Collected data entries
%%

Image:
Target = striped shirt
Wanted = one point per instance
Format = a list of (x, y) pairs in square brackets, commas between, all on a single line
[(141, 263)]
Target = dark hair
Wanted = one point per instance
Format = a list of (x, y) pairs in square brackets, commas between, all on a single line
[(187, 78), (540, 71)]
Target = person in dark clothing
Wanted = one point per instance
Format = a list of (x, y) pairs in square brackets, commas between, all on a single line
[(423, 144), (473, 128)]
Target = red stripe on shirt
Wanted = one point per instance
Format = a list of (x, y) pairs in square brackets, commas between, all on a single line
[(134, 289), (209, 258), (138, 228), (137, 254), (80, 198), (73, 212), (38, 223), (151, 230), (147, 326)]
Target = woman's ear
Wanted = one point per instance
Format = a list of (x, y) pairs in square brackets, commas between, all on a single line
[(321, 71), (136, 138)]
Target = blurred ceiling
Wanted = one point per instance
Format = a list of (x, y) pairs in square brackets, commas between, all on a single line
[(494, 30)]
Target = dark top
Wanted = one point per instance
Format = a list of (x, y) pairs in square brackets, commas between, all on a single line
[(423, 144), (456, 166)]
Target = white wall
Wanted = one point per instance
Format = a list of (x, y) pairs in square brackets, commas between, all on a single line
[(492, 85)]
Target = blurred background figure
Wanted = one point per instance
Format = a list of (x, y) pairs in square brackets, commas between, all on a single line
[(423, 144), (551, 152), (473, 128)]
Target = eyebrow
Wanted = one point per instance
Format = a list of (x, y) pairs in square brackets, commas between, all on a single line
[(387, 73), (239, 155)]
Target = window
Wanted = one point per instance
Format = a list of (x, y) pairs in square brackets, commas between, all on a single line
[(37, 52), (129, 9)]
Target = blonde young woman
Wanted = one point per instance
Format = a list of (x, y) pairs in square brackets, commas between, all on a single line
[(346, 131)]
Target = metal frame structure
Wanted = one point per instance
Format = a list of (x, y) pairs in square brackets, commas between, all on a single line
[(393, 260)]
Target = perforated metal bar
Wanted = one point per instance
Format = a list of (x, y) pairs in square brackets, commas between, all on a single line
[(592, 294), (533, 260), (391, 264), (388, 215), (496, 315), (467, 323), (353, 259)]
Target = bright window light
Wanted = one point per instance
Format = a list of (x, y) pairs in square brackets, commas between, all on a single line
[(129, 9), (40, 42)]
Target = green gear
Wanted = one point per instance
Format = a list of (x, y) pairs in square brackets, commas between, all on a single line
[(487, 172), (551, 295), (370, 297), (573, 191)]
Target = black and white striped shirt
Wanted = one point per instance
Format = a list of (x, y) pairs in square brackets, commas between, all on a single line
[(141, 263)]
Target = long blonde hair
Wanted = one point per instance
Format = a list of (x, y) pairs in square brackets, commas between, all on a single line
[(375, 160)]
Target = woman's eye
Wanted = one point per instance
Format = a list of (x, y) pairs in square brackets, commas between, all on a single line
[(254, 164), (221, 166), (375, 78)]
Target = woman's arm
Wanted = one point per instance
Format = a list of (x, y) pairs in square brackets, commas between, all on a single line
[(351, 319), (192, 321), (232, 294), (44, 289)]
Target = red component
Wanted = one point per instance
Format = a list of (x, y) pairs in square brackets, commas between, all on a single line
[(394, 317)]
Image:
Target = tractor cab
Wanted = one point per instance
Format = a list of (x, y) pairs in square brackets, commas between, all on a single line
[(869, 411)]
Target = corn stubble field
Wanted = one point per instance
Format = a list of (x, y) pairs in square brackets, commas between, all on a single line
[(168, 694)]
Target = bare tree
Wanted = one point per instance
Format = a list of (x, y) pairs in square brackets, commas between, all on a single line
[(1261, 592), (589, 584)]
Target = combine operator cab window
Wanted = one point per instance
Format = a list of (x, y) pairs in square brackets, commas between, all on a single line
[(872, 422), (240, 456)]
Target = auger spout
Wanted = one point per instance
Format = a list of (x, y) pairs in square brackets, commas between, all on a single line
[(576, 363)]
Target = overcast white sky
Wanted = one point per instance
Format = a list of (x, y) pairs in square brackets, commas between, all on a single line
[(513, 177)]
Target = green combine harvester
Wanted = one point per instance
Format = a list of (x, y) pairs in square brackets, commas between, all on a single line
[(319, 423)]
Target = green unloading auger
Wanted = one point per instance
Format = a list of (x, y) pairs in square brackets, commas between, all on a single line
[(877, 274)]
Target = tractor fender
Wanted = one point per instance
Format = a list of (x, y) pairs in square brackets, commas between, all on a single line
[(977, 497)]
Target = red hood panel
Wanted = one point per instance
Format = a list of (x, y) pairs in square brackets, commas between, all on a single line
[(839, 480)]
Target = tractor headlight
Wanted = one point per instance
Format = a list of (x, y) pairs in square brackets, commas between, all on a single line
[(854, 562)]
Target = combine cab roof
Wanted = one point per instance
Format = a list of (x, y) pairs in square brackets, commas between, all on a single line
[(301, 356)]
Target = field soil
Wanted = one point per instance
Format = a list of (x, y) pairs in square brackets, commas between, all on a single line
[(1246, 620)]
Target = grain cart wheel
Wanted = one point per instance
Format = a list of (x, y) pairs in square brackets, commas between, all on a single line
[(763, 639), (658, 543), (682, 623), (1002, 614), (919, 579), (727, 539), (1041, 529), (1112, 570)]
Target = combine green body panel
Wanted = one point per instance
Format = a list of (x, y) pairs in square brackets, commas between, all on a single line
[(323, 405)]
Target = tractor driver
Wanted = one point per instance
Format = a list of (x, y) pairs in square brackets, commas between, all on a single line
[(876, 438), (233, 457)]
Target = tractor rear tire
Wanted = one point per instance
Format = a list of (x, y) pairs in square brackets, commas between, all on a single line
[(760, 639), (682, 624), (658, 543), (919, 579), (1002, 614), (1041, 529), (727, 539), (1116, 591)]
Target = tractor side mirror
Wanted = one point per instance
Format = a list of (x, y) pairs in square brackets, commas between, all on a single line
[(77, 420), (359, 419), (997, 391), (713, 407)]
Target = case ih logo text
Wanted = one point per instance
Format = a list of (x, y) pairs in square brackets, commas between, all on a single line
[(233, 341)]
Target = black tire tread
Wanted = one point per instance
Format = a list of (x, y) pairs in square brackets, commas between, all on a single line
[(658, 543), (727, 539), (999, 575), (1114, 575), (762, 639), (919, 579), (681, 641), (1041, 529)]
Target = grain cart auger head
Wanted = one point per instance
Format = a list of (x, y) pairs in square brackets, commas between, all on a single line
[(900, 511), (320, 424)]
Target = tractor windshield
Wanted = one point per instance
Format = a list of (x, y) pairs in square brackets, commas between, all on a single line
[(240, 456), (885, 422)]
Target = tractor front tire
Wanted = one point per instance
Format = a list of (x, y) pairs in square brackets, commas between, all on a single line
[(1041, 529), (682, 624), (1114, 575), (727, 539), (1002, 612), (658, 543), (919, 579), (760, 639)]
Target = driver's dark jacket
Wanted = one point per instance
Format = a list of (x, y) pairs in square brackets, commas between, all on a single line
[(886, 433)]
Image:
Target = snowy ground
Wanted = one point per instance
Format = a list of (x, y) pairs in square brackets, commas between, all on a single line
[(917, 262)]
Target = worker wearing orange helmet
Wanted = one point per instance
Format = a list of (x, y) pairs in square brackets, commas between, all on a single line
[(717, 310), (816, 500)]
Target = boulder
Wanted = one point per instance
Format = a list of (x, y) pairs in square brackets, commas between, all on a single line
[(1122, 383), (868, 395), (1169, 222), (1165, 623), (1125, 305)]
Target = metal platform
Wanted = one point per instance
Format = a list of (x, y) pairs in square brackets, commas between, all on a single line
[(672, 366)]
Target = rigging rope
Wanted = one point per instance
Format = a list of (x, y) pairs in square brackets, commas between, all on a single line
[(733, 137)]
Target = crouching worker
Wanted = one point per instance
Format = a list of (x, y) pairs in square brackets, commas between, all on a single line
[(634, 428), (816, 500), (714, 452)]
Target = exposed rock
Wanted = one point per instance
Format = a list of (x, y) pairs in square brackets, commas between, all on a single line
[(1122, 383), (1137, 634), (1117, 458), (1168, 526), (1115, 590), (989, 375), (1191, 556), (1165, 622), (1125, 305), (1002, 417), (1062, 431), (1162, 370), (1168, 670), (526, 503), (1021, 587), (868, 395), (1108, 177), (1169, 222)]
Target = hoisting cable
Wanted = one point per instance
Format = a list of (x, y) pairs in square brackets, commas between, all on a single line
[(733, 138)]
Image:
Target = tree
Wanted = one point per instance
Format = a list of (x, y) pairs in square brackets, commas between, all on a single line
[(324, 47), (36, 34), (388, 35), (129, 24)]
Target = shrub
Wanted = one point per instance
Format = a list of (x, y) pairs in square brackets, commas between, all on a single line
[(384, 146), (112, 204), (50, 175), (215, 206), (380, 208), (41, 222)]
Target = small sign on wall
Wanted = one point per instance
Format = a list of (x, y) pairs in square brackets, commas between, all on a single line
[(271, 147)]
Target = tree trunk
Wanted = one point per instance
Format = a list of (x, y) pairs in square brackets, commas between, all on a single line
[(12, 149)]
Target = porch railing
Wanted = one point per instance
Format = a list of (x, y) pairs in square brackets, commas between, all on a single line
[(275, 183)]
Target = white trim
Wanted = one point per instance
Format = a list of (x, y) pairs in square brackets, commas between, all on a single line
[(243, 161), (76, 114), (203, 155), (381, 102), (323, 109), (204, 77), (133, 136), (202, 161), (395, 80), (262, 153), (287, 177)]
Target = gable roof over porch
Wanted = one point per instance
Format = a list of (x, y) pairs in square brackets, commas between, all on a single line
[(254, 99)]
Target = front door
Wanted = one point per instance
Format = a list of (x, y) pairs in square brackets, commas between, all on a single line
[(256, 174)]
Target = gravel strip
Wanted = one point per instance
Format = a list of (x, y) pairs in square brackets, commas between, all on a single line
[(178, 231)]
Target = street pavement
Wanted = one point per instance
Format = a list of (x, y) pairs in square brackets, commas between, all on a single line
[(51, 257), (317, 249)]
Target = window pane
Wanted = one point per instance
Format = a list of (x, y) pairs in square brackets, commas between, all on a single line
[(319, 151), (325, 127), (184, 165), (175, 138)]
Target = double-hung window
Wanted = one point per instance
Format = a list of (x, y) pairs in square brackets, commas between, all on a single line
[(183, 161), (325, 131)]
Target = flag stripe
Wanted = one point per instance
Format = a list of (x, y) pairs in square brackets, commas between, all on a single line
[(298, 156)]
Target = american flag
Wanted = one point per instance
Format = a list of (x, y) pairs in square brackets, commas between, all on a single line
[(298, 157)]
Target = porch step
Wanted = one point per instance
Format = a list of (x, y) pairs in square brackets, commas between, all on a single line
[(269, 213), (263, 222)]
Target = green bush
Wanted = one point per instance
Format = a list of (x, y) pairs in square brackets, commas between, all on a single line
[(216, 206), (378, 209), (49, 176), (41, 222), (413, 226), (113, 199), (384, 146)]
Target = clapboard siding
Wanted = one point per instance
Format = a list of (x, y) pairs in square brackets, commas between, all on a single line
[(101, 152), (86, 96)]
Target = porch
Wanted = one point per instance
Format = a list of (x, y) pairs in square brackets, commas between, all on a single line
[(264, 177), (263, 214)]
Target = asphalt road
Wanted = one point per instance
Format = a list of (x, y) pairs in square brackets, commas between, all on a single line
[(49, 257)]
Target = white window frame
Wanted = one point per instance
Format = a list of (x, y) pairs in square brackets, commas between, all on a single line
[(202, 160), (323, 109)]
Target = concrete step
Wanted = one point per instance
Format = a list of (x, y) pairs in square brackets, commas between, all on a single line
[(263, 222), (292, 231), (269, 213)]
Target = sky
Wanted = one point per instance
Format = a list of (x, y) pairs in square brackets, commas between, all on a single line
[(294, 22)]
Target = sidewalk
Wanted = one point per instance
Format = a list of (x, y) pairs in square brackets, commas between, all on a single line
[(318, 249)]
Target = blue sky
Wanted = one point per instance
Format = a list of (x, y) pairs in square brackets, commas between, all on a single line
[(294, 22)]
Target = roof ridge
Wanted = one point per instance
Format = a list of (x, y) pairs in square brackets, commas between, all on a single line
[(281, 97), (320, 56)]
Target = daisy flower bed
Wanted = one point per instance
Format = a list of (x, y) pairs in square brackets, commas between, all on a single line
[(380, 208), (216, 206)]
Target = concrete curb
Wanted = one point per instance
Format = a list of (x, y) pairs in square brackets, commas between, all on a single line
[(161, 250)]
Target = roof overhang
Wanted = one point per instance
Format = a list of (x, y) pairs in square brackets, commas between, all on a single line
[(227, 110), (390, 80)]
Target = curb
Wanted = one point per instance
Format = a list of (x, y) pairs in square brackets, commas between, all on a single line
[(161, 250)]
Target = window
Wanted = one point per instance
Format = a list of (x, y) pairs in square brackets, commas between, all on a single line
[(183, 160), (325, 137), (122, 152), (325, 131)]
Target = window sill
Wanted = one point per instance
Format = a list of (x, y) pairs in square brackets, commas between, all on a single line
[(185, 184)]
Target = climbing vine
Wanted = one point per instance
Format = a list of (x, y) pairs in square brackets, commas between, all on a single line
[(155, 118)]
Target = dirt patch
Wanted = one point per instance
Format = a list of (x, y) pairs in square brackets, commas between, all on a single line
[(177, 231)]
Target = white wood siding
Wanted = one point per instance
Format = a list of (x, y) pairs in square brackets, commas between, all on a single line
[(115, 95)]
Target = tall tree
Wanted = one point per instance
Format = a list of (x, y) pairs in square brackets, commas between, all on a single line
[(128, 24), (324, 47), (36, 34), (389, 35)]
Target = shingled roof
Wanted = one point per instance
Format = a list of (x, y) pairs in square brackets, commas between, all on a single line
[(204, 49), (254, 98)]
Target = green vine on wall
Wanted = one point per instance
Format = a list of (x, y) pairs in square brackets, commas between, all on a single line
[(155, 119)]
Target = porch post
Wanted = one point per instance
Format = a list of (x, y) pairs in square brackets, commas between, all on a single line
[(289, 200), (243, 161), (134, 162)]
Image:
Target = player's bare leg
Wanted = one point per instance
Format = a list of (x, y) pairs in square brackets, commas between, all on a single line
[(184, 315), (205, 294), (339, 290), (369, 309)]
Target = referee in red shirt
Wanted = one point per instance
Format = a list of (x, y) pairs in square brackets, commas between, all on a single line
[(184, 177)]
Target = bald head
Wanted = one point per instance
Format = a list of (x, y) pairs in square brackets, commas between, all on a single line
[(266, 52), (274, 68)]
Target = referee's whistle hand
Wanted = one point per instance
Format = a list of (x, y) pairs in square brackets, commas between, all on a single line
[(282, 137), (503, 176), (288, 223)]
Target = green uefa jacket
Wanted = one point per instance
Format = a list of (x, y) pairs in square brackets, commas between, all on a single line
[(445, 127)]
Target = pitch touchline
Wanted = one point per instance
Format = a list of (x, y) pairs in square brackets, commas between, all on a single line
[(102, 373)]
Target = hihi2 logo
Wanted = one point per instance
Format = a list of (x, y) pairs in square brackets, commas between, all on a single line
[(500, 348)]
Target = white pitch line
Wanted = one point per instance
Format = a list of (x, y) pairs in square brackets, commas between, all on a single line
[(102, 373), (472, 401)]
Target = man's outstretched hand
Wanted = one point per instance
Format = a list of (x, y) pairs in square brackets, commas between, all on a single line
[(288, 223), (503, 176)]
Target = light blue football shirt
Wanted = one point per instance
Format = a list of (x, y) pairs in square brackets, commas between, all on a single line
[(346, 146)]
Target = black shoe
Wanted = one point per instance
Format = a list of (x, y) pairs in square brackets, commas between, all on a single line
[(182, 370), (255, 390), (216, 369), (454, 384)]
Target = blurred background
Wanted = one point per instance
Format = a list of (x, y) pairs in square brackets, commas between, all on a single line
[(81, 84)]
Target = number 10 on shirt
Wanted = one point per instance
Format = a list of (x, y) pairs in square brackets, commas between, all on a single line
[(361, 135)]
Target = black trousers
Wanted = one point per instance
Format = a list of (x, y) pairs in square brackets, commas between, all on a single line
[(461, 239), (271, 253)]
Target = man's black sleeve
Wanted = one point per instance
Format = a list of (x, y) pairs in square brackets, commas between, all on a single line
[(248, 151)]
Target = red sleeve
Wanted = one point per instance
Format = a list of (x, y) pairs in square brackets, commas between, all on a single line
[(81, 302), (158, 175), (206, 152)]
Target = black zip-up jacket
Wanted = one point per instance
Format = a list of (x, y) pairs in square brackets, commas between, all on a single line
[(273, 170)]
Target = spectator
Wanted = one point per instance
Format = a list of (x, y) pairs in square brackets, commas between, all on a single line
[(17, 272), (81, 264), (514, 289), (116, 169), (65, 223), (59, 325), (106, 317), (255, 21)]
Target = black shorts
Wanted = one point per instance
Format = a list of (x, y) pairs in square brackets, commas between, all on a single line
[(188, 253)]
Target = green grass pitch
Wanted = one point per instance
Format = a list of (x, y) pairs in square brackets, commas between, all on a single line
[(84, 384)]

%%

→ Task brief
Return each line of the records above in which the word "frame" occurs.

→ Task response
Target = metal frame structure
Target = white window frame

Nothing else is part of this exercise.